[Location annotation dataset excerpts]
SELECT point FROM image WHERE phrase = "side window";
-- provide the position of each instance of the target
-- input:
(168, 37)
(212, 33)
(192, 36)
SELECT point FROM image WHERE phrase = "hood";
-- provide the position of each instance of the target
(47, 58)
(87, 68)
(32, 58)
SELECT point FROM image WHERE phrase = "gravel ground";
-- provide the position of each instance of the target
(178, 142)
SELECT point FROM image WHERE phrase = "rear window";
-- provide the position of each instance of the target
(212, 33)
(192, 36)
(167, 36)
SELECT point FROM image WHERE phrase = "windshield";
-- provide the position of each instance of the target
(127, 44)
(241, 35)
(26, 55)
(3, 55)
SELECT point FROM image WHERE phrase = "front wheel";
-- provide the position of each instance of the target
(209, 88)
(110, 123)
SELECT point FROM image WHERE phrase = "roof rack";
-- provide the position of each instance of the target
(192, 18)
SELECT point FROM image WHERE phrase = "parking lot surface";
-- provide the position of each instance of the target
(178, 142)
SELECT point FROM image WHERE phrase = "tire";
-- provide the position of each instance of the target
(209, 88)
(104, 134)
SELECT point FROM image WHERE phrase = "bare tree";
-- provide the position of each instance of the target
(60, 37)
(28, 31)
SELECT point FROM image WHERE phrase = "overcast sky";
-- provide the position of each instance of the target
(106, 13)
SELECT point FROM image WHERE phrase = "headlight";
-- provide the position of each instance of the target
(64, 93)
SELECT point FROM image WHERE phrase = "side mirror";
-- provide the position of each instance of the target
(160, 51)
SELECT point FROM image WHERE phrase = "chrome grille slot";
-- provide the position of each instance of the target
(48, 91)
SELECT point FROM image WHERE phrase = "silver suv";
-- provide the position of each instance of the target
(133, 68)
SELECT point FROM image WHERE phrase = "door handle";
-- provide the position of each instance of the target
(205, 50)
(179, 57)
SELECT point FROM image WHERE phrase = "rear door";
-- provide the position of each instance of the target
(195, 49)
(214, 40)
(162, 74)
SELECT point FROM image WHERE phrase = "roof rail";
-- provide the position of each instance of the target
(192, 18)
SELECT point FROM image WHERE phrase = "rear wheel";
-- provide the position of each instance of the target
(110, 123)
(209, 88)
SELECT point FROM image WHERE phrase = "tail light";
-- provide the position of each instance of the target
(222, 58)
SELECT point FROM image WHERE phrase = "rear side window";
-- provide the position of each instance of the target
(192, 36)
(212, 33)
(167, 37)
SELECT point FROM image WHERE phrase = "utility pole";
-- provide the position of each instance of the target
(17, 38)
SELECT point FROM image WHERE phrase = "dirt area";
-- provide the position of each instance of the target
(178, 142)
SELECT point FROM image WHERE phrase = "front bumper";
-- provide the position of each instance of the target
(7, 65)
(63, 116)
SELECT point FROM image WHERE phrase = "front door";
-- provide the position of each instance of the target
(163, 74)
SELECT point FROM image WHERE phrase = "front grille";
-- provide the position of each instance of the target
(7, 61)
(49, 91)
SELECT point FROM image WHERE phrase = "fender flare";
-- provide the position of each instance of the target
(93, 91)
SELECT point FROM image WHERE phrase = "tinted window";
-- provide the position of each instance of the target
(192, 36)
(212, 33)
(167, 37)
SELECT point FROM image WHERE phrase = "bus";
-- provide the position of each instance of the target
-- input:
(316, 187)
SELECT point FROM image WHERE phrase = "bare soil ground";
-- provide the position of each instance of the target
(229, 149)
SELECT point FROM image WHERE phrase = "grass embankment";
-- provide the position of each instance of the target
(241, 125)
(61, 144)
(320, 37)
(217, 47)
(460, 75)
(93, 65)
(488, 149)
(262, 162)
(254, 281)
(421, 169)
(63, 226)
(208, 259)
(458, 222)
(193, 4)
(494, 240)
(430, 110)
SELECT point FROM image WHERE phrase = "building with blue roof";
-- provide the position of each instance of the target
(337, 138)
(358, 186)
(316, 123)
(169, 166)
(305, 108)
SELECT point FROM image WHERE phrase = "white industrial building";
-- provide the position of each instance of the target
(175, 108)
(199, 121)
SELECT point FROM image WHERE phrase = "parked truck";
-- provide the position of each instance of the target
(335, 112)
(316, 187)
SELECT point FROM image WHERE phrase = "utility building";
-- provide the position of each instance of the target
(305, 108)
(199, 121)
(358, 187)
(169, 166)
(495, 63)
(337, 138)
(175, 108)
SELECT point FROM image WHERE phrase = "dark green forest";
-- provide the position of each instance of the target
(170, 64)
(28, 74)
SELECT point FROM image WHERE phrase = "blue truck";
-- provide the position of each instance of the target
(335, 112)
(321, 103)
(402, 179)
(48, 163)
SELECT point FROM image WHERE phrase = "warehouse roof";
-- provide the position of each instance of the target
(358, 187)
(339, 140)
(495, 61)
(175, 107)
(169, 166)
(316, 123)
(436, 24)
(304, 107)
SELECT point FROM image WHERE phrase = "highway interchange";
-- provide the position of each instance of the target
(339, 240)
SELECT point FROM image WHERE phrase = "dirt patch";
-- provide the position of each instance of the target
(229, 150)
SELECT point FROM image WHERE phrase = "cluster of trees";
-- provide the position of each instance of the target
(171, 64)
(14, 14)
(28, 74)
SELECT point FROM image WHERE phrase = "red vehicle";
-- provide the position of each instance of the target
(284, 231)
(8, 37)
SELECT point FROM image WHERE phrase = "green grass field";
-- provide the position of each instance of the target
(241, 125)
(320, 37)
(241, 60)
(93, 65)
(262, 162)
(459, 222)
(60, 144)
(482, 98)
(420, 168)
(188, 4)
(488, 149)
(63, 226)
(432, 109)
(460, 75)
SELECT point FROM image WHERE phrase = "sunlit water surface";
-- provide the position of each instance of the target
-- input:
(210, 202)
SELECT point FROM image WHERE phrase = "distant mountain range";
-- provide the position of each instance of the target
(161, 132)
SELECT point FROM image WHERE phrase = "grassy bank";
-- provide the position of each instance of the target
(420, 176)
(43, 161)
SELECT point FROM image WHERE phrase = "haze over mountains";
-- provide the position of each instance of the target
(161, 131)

Task to complete: Reproduce the complete data exactly as presented above.

Written answer:
SELECT point FROM image WHERE phrase = "side window";
-- provide the position of each instance of the target
-- input:
(168, 37)
(212, 33)
(192, 36)
SELECT point FROM image WHERE phrase = "hood";
-- provide the position of each instance of the target
(47, 58)
(87, 68)
(32, 58)
SELECT point FROM image WHERE phrase = "gravel ground";
-- provide the position of each instance of the target
(178, 142)
SELECT point FROM image WHERE phrase = "rear window";
-- provide the position of each instance of the target
(212, 33)
(192, 36)
(167, 36)
SELECT point FROM image WHERE phrase = "windshield";
-- provide the position of each instance of the target
(127, 44)
(241, 35)
(26, 55)
(3, 55)
SELECT point FROM image WHERE phrase = "front wheel";
-- provide the position of each instance of the target
(209, 88)
(110, 123)
SELECT point FROM image WHERE phrase = "roof rack";
-- provide the position of each instance of the target
(192, 18)
SELECT point FROM image WHERE phrase = "parking lot surface";
-- provide the position of each instance of the target
(178, 142)
SELECT point FROM image WHERE phrase = "tire";
-- provide the position of each instance of the target
(209, 88)
(104, 134)
SELECT point FROM image WHERE phrase = "bare tree";
-- provide the position of each instance of the target
(60, 37)
(28, 31)
SELECT point FROM image WHERE phrase = "overcast sky";
-- provide the position of each instance of the target
(106, 13)
SELECT point FROM image WHERE phrase = "headlight";
-- provide the position of each instance of the target
(64, 93)
SELECT point FROM image WHERE phrase = "side mirror";
-- provide the position of each instance of the target
(160, 51)
SELECT point FROM image WHERE phrase = "chrome grille slot";
-- provide the position of each instance of the target
(48, 91)
SELECT point FROM image WHERE phrase = "silver suv";
-- provide the position of each instance of the target
(133, 68)
SELECT point FROM image WHERE phrase = "door handle";
-- provide the position of each instance of the target
(205, 50)
(179, 57)
SELECT point FROM image WHERE phrase = "rear door";
-- provide the position of each instance of the target
(195, 49)
(214, 40)
(162, 74)
SELECT point FROM image WHERE phrase = "roof rail";
-- provide the position of each instance of the target
(192, 18)
SELECT point FROM image WHERE phrase = "rear wheel";
-- provide the position of each instance of the target
(110, 123)
(209, 88)
SELECT point FROM image WHERE phrase = "tail light";
-- provide the position of each instance of the target
(222, 58)
SELECT point FROM image WHERE phrase = "rear side window";
-- provide the position of each instance of the target
(192, 36)
(212, 33)
(167, 37)
SELECT point FROM image WHERE phrase = "utility pole";
-- provide the position of each instance of the target
(17, 38)
SELECT point FROM image WHERE phrase = "dirt area";
-- provide the position of each instance of the target
(178, 142)
SELECT point FROM image WHERE phrase = "front bumper";
-- provide the position of each instance of the target
(7, 65)
(63, 116)
SELECT point FROM image WHERE phrase = "front door";
-- provide the position of each instance of the target
(163, 74)
SELECT point FROM image WHERE phrase = "front grille";
-- provide the position of each instance of the target
(7, 61)
(49, 91)
SELECT point FROM image WHERE phrase = "fender flare";
-- provide the position of each instance of the target
(93, 91)
SELECT point FROM image WHERE phrase = "tinted window";
-- provide the position of each instance of the target
(192, 36)
(212, 33)
(167, 37)
SELECT point FROM image WHERE phrase = "bus";
-- provide the position of each instance of the target
-- input:
(316, 187)
SELECT point FROM image WHERE phrase = "bare soil ground";
-- provide the position of each instance of the target
(229, 149)
SELECT point FROM image WHERE phrase = "grass embankment";
-- provide the position of each instance of the target
(241, 125)
(61, 144)
(320, 37)
(217, 47)
(460, 75)
(93, 65)
(488, 149)
(262, 162)
(254, 281)
(421, 169)
(63, 226)
(208, 259)
(458, 222)
(193, 4)
(494, 240)
(430, 110)
SELECT point FROM image WHERE phrase = "building with blue roof";
-- provide the position of each instance of the target
(337, 138)
(358, 186)
(316, 123)
(169, 166)
(305, 108)
SELECT point FROM image WHERE phrase = "white industrial building";
-- provide the position of each instance of the target
(175, 108)
(199, 121)
SELECT point FROM image WHERE phrase = "parked truck";
-- provide the position of each instance of the target
(335, 112)
(316, 187)
SELECT point FROM image WHERE phrase = "utility building";
-- provide the position of each instance of the target
(305, 108)
(199, 121)
(358, 187)
(169, 166)
(495, 63)
(337, 138)
(175, 108)
SELECT point FROM image WHERE phrase = "dark green forest";
-- provide the position of each instance of the target
(170, 64)
(28, 74)
SELECT point FROM image WHERE phrase = "blue truck";
-- provide the position of each instance of the target
(335, 112)
(321, 103)
(402, 179)
(48, 163)
SELECT point FROM image WHERE phrase = "warehouse roof";
-- provide the position of each instance of the target
(358, 187)
(339, 140)
(495, 61)
(175, 107)
(169, 166)
(316, 123)
(436, 24)
(304, 107)
SELECT point FROM image WHERE phrase = "highway interchange";
-- provide the position of each instance of the target
(339, 240)
SELECT point FROM image WHERE phrase = "dirt patch";
-- provide the position of each instance of the target
(229, 150)
SELECT point FROM image WHERE phrase = "cluster of trees";
-- provide the position of each instance of the target
(171, 64)
(14, 14)
(28, 74)
SELECT point FROM image WHERE phrase = "red vehicle";
-- provide the position of each instance of the target
(284, 231)
(8, 37)
SELECT point FROM image WHERE phrase = "green grass field";
-- provide the position of each instance of the target
(241, 125)
(320, 37)
(241, 60)
(93, 65)
(262, 162)
(459, 222)
(60, 144)
(482, 98)
(420, 168)
(188, 4)
(488, 149)
(63, 226)
(432, 109)
(460, 75)
SELECT point FROM image WHERE phrase = "sunlit water surface";
-- provide the position of each instance of the target
-- input:
(210, 202)
SELECT point FROM image WHERE phrase = "distant mountain range";
-- provide the position of each instance of the target
(161, 132)
SELECT point FROM image WHERE phrase = "grassy bank";
-- provide the position of each instance of the target
(420, 176)
(43, 161)
SELECT point FROM image WHERE phrase = "haze over mountains";
-- provide the position of each instance of the target
(161, 131)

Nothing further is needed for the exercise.